INPUT =
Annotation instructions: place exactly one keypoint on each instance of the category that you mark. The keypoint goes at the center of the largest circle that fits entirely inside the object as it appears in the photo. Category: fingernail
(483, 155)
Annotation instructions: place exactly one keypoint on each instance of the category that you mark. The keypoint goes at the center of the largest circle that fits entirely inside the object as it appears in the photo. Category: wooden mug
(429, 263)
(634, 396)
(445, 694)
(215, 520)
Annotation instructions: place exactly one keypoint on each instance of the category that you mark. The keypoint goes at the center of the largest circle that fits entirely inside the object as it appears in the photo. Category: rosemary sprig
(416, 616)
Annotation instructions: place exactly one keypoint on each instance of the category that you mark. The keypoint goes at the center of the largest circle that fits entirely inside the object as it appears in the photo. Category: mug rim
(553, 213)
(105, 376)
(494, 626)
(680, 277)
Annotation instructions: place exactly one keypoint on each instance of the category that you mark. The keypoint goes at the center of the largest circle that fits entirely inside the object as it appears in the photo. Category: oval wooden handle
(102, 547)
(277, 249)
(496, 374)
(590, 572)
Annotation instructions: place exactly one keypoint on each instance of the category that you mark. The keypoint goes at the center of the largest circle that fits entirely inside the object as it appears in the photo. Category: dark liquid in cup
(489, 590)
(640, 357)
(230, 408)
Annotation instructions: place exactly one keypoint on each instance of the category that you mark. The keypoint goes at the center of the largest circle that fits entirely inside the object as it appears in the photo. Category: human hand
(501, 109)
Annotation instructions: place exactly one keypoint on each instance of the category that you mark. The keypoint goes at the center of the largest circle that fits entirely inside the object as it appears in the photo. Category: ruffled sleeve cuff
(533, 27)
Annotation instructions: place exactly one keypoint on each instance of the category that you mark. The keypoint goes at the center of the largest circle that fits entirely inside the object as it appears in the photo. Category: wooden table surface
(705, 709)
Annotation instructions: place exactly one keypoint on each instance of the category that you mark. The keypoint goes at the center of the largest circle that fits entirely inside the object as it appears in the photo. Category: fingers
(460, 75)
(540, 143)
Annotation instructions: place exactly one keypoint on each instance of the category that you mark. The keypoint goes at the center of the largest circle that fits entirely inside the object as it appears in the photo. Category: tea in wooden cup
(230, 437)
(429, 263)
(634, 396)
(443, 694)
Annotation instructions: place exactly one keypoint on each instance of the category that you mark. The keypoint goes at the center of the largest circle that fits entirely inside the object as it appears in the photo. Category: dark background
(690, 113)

WHAT IS REQUIRED = A word-for-word transcription of the listing above is what the answer should contain.

EXERCISE OUTPUT =
Annotation instructions: place exactly one keypoint on each instance of the category that you mark. The keypoint goes at the center of the largest circle that fits entirely inside the object as it appears in the photo. Category: fingernail
(483, 155)
Annotation instructions: place exactly one keypoint on each instance of the category that you mark. The keypoint goes at the center of the largest circle that fits entirely inside the object as it appears in the photo. Category: wooden mug
(429, 263)
(634, 396)
(445, 694)
(215, 520)
Annotation instructions: place exactly one keypoint on each instance of the category that you mark. The keypoint goes at the center of the largest circle that fits entirely inside the object as it appears in the photo. Category: rosemary sprig
(416, 616)
Annotation instructions: place exactly one keypoint on each instance of the category that you mark. The keypoint goes at the center of the largest circle that fits entirely inside the object as it appears in the photo. Category: mug rim
(553, 213)
(105, 376)
(494, 626)
(680, 277)
Annotation instructions: place exactly one keypoint on each instance of the category that you mark. The keypoint goes at the center of the largest circle that fits entirely inside the object as it appears in the photo. Category: oval wooden handle
(102, 547)
(277, 249)
(496, 374)
(590, 572)
Annotation instructions: place exactly one keypoint on each instance of the category that you mark. The keypoint goes at the center of the largest circle that fits entirely inside the object as it appears in the photo. Category: dark liquid in cup
(489, 590)
(640, 357)
(230, 408)
Annotation instructions: place exactly one keypoint on each instance of the category that you mark. The keypoint goes at the center of the largest circle that fits entirely inside the object as it appears in the photo. Category: human hand
(501, 109)
Annotation instructions: place exactly one keypoint on each instance of the category that you mark. The keypoint goes at the center of the largest circle that fits entirely inside the object as it appears in the photo. Category: ruffled sleeve cuff
(533, 27)
Annotation instructions: place exactly one keypoint on each instance of the category that you mark. The keypoint goes at the center of the largest circle that fits entirely inside the object as it appears in the photo. Category: wooden table surface
(705, 709)
Annotation instructions: place exactly one keypoint on each instance of the category that you mark. The keypoint goes at the center of the largest circle that fits entirely inside the object as it appears in the photo. Category: fingers
(460, 75)
(540, 143)
Annotation instructions: place exactly one keypoint on each instance of the category that you mark. The keypoint goes at the center of the largest circle that fits entirely inside the object as it appears in the photo. Category: tea in wooden cup
(230, 437)
(429, 263)
(634, 396)
(443, 694)
Annotation instructions: place exactly one keypoint on each instance of the category that you mark. The keypoint goes at the center of the largest circle that fits entirely inside the object as it appears in the photo. Category: dark background
(690, 113)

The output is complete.